▼▼▼

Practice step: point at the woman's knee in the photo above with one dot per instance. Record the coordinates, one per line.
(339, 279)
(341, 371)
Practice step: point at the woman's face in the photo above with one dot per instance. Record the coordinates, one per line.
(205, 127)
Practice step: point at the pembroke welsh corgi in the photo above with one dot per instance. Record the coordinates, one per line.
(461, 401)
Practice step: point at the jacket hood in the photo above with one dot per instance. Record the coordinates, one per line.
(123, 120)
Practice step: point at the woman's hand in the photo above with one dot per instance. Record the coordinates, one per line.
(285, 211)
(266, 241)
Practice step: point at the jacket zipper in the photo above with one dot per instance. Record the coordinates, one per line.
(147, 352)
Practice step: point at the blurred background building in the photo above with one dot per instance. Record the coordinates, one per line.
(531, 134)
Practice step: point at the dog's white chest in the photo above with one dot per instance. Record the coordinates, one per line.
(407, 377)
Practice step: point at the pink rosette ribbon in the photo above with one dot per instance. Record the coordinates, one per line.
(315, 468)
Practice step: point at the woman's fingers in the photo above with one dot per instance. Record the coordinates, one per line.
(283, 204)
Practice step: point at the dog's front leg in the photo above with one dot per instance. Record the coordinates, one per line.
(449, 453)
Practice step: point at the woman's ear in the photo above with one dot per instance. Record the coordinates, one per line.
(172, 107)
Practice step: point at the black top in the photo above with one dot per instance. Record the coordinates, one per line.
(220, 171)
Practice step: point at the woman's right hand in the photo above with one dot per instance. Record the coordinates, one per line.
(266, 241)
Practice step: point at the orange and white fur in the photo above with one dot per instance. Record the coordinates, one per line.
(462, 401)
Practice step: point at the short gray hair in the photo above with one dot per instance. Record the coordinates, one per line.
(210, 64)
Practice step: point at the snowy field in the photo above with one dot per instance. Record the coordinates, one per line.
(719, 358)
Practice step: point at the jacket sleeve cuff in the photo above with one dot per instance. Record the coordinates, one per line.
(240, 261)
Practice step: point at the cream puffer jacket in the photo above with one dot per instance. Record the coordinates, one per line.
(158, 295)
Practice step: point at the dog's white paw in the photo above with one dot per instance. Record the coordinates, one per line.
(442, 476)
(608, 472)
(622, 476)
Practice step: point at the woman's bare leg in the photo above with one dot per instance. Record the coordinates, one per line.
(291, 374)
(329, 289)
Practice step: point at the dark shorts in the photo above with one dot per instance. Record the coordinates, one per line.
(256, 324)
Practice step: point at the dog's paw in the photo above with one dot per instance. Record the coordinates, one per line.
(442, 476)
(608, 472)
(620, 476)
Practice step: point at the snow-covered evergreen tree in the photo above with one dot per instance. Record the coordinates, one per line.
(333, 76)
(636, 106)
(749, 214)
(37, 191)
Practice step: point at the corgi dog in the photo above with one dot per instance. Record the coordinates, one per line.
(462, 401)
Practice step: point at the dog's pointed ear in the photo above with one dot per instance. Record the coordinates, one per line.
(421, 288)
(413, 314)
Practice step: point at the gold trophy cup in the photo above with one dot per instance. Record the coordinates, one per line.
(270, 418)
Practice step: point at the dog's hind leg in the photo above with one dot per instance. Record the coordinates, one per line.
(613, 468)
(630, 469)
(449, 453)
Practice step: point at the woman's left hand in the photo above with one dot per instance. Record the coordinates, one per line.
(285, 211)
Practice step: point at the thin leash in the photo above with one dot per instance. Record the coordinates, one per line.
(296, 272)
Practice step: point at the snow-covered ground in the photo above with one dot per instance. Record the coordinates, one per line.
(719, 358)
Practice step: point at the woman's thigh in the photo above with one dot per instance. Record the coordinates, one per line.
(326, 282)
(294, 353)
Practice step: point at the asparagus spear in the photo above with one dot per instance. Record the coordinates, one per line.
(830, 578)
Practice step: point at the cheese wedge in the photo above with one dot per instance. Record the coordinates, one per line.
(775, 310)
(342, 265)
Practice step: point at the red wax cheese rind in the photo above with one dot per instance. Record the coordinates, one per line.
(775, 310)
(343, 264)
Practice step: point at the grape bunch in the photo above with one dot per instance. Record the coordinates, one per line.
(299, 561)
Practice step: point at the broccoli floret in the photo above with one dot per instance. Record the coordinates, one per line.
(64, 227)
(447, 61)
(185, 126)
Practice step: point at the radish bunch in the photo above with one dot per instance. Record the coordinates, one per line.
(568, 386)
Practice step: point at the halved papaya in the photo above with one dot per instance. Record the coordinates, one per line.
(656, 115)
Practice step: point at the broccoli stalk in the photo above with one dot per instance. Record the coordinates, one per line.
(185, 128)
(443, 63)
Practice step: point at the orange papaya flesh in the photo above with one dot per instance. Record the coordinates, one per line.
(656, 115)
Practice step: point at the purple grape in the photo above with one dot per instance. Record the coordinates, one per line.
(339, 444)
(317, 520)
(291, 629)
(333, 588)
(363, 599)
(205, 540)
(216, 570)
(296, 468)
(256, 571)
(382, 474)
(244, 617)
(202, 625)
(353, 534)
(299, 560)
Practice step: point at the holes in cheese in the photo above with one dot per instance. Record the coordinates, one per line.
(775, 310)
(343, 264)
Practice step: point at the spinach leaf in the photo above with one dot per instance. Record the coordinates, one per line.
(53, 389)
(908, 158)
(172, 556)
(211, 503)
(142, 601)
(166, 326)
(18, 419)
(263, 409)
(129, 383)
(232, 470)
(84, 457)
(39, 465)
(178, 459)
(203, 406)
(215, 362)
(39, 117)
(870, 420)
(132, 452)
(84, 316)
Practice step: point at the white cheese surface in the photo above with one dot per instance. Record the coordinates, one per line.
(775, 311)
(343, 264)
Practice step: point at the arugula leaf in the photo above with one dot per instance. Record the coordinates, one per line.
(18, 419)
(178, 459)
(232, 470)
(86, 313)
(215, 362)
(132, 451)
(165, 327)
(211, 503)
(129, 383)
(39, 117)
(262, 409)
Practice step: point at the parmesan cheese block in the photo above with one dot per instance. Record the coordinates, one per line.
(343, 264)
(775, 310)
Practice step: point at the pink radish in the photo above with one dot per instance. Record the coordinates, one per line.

▲▲▲

- [EXERCISE] Type the material above out again, exactly.

- [TASK RESULT]
Practice step: point at the woman's knee in the photo above with one dot per instance. Record the coordinates, one per line.
(339, 279)
(341, 371)
Practice step: point at the woman's face in the photo above with one dot per instance. Record the coordinates, one per line.
(205, 127)
Practice step: point at the pembroke welsh corgi in the photo above with one dot per instance. Record the coordinates, one per line.
(461, 401)
Practice step: point at the jacket hood in the photo above with one dot per instance. Record the coordinates, one per line.
(123, 120)
Practice step: point at the woman's hand in the photo above with one dot per instance. Record the coordinates, one per line.
(285, 211)
(266, 241)
Practice step: point at the jacket zipper in the photo above with one dot per instance. Record the coordinates, one per line.
(147, 352)
Practice step: point at the blurred background building in the photo above with one dot per instance. Record the coordinates, one per line.
(531, 134)
Practice step: point at the dog's white chest in the photo above with one dot per instance. Record the coordinates, one per line.
(407, 377)
Practice step: point at the pink rosette ribbon in the photo above with one dot per instance. Record the coordinates, one per line.
(315, 468)
Practice step: point at the woman's fingers in the photo above with one dot per instance. Record the coordinates, one per line.
(283, 204)
Practice step: point at the dog's front leg in the photo above with one dot per instance. Record the coordinates, one per line.
(449, 453)
Practice step: point at the woman's ear in the photo above with one dot per instance. Record the coordinates, one per line.
(172, 107)
Practice step: point at the black top in the photo above with one dot per instance. Record the coordinates, one per line.
(220, 171)
Practice step: point at the woman's right hand in the photo above with one dot per instance. Record the coordinates, one per line.
(266, 241)
Practice step: point at the orange and white fur in the photo above with one dot per instance. Record the coordinates, one per line.
(462, 401)
Practice step: point at the short gray hair in the photo above with one dot per instance. Record the coordinates, one per line.
(210, 64)
Practice step: point at the snowy field in the photo above with one dot per instance. Record the coordinates, one per line.
(719, 358)
Practice step: point at the jacket sleeve cuff in the photo above with one dot per instance. Record the coordinates, one per line.
(240, 261)
Practice step: point at the cream puffer jacket in the photo above with one dot per instance. Record the coordinates, one per line.
(158, 295)
Practice step: point at the dog's white paw in the photo above with one dot per instance. Record the coordinates, one per line.
(442, 476)
(608, 472)
(622, 476)
Practice step: point at the woman's bare leg in the photo above with one dot per instance. Record the coordinates, one per line.
(291, 374)
(329, 289)
Practice step: point at the dark shorts in the photo above with one dot per instance. Record the coordinates, one per line.
(256, 324)
Practice step: point at the dog's paw in the photo above with one dot per instance. Record the coordinates, one per line.
(442, 476)
(608, 472)
(620, 476)
Practice step: point at the snow-covered evergreen tree in the photo above with one dot per instance. Record the coordinates, one per line.
(333, 76)
(636, 106)
(749, 214)
(37, 191)
Practice step: point at the corgi dog in the photo above with one dot per instance. Record the coordinates, one per line.
(462, 401)
Practice step: point at the dog's pointed ear in the photo above with one dot per instance. Record the coordinates, one per line.
(421, 288)
(413, 314)
Practice step: point at the gold trophy cup in the photo above with one dot per instance. Record the coordinates, one per line.
(270, 418)
Practice step: point at the dog's hind leg in the photo above with one dot per instance. Record the coordinates, one per line.
(613, 468)
(630, 469)
(449, 453)
Practice step: point at the woman's left hand in the photo above with one dot per instance. Record the coordinates, one per line.
(285, 211)
Practice step: point at the thin leash in the photo above with one dot per instance. Record the coordinates, one per line.
(296, 272)
Practice step: point at the snow-covered ground in the photo above with one dot per instance. Record the coordinates, one per line.
(719, 358)
Practice step: point at the woman's thigh in the photo above with one dot per instance. Record the coordinates, one per line.
(326, 282)
(294, 353)
Practice step: point at the asparagus spear in the photo above with one dot per instance. Record the coordinates, one per line.
(830, 578)
Practice step: point at the cheese wedge in the photo above with one dot per instance. Record the coordinates, one per line.
(775, 310)
(342, 265)
Practice step: point at the red wax cheese rind in the photo above with one dot per instance. Record the coordinates, one per line.
(775, 310)
(343, 264)
Practice step: point at the grape bunch in the photo above with one dot per instance. Record the coordinates, one per line.
(299, 561)
Practice step: point at the broccoli floret in the photo above with one dot per instance. Record the coordinates, one per line.
(64, 227)
(447, 61)
(185, 126)
Practice step: point at the radish bunch in the photo above with one dot per instance. Record the coordinates, one per line.
(568, 386)
Practice step: point at the halved papaya in the photo above with one dot per instance. Record the coordinates, one per line.
(656, 115)
Practice step: point at the broccoli stalk in the photo above with one dot per instance. Record the coordinates, one per line.
(185, 128)
(443, 63)
Practice step: point at the orange papaya flesh in the photo above with one dot per instance. Record the coordinates, one per line.
(656, 115)
Practice step: point at the purple grape in the photo above with one dot per instance. Record the coordinates, one per line.
(339, 444)
(317, 520)
(291, 629)
(333, 588)
(363, 599)
(205, 540)
(216, 570)
(296, 468)
(256, 571)
(382, 474)
(244, 617)
(202, 625)
(353, 534)
(299, 560)
Practice step: point at the holes in cheese in the photo above with one dot per instance. Record the coordinates, one per line.
(775, 310)
(343, 264)
Practice step: point at the spinach leaf in the photo above with one dot per instance. Record the coordinates, one per line.
(53, 389)
(908, 158)
(172, 556)
(211, 503)
(142, 601)
(166, 326)
(18, 419)
(263, 409)
(129, 383)
(232, 470)
(84, 457)
(39, 465)
(178, 459)
(203, 406)
(215, 362)
(39, 117)
(870, 420)
(132, 452)
(84, 316)
Practice step: point at the white cheese surface in the photo above with one dot per instance. Record the coordinates, one per line.
(775, 311)
(343, 264)
Practice step: point at the arugula leaf in the photo above with one dot per instance. Record the coordinates, one per line.
(18, 419)
(178, 459)
(232, 470)
(86, 313)
(215, 362)
(132, 451)
(165, 327)
(211, 503)
(129, 383)
(39, 117)
(262, 409)
Practice step: point at the parmesan cheese block in the photo above with one dot per instance. Record the coordinates, one per line.
(343, 264)
(775, 310)
Practice step: point at the pink radish in the photo above with one dot per instance. Record the coordinates, one per line.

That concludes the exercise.